▸ What is being asked: Repeat exactly the lines from the line containing "Exercise. Tag every instance of the white race" through the last line of the records below, inclusive, and nothing else.

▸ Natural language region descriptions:
-- Opening Marker --

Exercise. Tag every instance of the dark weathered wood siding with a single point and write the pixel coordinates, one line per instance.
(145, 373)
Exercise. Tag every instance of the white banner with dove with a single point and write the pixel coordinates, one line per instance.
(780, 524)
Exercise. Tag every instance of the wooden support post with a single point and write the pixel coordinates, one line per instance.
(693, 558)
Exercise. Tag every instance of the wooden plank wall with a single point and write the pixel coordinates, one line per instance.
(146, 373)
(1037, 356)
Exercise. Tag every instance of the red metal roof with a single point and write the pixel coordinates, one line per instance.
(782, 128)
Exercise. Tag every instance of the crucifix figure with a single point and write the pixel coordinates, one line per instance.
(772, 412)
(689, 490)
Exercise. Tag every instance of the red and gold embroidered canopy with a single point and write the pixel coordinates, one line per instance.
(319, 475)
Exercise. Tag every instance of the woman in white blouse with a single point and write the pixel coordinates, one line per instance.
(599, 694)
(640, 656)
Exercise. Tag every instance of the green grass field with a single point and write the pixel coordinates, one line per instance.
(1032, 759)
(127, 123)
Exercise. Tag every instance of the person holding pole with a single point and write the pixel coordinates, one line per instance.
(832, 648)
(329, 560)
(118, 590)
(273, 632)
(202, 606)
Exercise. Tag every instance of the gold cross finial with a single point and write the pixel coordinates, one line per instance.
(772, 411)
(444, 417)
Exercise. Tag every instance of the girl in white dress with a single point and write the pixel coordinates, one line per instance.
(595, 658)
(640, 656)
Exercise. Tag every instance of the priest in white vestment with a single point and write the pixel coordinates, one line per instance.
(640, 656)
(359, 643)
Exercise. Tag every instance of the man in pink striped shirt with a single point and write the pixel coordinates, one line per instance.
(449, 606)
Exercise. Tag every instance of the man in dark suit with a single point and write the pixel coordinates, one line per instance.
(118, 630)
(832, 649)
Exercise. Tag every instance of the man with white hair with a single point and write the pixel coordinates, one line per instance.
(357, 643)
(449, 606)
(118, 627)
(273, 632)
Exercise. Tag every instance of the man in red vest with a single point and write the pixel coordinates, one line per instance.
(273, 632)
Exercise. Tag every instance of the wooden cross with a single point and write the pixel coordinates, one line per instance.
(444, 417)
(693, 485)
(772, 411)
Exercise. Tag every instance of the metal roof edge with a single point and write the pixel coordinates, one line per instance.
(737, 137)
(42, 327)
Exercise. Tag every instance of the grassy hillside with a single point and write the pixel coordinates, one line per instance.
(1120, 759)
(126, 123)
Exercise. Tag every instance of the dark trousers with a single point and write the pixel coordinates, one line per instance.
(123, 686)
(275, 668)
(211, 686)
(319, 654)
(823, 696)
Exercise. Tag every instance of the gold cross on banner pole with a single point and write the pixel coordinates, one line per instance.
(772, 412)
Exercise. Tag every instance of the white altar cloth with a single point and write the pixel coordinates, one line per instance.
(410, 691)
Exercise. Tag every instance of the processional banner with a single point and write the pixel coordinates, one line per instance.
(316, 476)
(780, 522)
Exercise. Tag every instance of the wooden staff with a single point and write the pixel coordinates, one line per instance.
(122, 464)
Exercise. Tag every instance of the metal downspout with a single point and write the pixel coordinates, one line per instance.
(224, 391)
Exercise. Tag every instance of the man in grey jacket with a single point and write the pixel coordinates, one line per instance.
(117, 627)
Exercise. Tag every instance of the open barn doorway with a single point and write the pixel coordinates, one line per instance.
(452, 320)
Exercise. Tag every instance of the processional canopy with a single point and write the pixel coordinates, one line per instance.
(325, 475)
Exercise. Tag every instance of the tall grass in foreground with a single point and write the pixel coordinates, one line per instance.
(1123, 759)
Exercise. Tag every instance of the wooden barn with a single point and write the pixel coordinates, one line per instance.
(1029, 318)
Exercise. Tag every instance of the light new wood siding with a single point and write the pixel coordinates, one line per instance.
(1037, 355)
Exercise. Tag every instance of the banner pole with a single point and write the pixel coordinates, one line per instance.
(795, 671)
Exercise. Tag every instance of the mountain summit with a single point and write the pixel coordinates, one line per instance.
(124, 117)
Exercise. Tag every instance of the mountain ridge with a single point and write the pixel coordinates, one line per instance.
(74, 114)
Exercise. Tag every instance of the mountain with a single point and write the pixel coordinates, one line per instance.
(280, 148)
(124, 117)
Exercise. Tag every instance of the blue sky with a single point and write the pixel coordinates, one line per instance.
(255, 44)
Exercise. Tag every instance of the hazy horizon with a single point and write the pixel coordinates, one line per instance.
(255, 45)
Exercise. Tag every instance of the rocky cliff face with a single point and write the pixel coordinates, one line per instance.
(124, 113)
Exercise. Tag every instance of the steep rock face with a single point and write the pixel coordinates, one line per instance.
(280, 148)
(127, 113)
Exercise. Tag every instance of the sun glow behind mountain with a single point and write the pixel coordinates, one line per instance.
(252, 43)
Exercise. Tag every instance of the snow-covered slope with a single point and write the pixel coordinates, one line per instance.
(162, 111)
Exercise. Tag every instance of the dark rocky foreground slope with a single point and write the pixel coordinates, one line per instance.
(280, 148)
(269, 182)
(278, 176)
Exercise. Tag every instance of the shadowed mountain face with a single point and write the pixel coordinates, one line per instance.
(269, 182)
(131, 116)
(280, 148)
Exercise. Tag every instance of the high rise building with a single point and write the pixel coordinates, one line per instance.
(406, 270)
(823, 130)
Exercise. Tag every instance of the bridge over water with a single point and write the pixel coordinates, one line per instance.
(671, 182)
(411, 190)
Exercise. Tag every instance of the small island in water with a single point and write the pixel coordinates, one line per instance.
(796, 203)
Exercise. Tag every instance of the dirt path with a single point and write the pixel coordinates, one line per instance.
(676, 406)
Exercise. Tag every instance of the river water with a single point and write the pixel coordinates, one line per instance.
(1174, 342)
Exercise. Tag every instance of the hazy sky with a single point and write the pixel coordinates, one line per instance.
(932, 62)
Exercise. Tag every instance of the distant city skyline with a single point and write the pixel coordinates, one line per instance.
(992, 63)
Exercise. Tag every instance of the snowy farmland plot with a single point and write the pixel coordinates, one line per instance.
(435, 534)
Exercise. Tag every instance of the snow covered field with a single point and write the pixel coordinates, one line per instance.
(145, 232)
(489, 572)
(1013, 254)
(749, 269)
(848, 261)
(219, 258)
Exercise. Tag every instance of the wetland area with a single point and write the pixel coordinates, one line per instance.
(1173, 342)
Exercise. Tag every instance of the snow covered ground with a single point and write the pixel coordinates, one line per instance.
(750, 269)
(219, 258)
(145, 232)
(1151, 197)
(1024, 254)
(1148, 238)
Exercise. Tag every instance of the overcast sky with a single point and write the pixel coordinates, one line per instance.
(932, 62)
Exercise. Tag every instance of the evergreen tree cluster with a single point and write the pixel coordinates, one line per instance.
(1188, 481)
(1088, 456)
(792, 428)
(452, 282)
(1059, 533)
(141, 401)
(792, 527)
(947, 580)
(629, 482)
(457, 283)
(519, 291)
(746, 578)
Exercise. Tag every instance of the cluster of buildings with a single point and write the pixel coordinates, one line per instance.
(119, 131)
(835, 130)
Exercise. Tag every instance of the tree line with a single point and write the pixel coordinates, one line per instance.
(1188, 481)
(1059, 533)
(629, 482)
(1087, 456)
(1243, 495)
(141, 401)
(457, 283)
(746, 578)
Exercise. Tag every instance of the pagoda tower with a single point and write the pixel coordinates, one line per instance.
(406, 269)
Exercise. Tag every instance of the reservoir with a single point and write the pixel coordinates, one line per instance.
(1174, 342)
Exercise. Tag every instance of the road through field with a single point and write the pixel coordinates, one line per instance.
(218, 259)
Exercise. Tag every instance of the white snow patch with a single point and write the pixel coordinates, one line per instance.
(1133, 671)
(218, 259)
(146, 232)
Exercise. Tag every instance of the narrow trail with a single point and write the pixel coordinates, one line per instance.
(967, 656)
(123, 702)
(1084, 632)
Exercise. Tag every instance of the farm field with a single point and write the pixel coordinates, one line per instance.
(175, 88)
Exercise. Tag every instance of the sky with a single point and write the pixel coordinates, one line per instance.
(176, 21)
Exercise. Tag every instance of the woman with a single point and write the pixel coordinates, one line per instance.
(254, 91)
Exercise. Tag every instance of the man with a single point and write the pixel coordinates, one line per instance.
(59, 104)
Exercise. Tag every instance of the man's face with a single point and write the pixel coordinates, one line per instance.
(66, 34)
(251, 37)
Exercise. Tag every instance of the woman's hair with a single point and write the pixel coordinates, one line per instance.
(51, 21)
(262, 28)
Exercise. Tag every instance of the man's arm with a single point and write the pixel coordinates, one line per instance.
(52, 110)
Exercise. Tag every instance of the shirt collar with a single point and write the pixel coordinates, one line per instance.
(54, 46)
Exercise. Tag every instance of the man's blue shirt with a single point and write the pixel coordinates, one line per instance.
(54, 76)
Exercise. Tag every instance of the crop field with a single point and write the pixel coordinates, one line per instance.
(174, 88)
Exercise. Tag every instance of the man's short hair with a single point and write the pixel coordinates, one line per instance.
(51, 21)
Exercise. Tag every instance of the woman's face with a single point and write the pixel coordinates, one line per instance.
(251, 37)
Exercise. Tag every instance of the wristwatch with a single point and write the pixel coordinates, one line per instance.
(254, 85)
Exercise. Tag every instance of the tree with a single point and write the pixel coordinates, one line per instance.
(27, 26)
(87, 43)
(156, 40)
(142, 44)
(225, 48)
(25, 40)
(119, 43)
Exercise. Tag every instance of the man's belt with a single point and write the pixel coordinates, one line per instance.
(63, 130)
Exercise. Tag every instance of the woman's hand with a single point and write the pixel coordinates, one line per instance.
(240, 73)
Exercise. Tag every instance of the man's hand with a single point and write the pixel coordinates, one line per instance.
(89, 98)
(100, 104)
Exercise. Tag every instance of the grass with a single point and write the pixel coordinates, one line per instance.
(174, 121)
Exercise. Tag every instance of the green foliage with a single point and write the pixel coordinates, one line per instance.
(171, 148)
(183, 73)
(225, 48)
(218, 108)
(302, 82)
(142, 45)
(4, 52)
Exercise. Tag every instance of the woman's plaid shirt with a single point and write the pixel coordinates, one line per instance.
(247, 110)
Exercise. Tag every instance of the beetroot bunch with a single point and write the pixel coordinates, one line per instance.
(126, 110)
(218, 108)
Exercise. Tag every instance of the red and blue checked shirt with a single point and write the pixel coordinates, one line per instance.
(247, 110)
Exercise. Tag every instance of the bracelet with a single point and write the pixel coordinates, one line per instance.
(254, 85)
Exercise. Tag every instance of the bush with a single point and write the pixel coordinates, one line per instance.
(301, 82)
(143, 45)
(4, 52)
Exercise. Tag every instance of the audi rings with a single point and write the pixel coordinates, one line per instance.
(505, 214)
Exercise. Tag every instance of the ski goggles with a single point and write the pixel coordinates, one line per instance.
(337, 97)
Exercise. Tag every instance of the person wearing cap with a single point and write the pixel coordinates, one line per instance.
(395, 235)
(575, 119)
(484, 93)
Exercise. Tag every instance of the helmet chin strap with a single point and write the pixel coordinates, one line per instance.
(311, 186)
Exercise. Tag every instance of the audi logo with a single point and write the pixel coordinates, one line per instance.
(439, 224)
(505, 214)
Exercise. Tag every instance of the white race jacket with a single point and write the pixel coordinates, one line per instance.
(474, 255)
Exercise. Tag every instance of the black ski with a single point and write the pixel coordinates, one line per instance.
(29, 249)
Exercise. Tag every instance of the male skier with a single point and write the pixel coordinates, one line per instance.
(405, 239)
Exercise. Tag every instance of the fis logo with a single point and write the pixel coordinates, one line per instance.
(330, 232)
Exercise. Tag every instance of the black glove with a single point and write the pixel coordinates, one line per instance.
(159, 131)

-- Closing Marker --

▸ Solved problem:
Exercise. Tag every instance of the white race jacket with a single point and write the pixel coordinates, one line per instance.
(474, 255)
Exercise. Tag every instance of the black ski with a single point and write the pixel coordinates, one line per instance.
(29, 249)
Exercise. Tag every instance of the male skier with a single point and write the pixel coordinates, one line per instance.
(405, 239)
Exercise. Tag every instance of the fis logo with a single point and write the pixel coordinates, one line per instance.
(330, 232)
Exercise. Tag every instance of the black glove with a single point and write the pixel coordinates, one line per instance.
(159, 131)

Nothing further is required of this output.